From the listing below, extract every line containing "door".
*** Begin section ***
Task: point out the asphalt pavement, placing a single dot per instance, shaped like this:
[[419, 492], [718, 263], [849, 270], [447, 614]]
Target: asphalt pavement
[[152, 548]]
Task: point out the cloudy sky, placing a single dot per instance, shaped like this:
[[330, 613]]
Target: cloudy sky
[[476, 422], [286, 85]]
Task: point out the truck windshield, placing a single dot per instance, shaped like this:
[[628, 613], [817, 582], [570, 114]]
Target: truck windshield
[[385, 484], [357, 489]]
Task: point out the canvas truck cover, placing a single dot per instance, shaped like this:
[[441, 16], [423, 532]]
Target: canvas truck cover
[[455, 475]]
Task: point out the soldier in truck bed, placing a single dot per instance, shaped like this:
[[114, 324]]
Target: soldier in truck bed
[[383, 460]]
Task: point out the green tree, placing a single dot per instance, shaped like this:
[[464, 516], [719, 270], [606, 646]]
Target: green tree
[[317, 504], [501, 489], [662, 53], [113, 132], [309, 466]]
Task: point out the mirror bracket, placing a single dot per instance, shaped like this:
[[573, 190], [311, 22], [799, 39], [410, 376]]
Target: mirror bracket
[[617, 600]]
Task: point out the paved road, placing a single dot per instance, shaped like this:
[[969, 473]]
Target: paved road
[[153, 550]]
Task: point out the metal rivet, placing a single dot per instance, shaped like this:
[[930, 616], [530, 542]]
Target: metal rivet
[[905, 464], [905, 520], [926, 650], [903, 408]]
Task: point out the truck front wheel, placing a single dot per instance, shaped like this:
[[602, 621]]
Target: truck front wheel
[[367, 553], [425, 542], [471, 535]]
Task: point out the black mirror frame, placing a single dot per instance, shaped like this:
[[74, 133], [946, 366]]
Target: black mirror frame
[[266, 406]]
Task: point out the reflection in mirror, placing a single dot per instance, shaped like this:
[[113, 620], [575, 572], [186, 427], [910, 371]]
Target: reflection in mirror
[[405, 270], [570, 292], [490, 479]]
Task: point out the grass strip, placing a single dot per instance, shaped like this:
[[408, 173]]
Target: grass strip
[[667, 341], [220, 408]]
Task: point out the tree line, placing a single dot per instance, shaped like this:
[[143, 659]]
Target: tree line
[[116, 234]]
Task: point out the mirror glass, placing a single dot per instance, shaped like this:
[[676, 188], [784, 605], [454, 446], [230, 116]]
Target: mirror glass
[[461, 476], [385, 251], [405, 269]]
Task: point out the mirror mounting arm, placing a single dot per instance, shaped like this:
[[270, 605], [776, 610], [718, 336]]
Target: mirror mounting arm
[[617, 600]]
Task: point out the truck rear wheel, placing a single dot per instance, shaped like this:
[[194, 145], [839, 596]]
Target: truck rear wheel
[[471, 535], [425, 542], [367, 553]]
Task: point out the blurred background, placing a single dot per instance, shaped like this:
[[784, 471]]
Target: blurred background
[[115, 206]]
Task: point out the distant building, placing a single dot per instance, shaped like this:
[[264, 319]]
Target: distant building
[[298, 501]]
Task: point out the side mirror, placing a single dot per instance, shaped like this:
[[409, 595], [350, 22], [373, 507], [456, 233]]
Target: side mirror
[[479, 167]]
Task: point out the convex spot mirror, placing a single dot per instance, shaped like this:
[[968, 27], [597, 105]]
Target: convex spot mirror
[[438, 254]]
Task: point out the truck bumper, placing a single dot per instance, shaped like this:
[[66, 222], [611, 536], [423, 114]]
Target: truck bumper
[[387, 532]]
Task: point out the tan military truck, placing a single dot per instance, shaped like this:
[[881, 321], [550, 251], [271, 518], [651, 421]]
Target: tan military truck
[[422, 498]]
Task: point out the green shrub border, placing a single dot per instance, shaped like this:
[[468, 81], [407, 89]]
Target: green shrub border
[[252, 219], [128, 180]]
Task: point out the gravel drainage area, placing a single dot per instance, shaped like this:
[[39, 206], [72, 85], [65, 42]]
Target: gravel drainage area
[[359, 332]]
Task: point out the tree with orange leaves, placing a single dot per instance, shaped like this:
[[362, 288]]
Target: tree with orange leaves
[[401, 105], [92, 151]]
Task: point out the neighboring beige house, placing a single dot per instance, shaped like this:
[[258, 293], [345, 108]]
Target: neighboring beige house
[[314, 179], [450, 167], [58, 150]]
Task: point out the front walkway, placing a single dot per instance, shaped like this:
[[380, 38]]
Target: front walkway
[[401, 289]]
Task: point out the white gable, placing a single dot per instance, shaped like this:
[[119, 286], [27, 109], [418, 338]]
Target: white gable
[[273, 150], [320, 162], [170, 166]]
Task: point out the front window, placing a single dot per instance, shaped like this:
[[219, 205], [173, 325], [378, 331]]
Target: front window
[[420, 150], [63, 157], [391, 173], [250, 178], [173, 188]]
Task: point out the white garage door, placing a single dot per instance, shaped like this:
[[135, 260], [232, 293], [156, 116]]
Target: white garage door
*** End section ***
* _Solution to the exercise_
Task: point out the white garage door, placing a single dot per instance, shaped like this:
Target: white garage door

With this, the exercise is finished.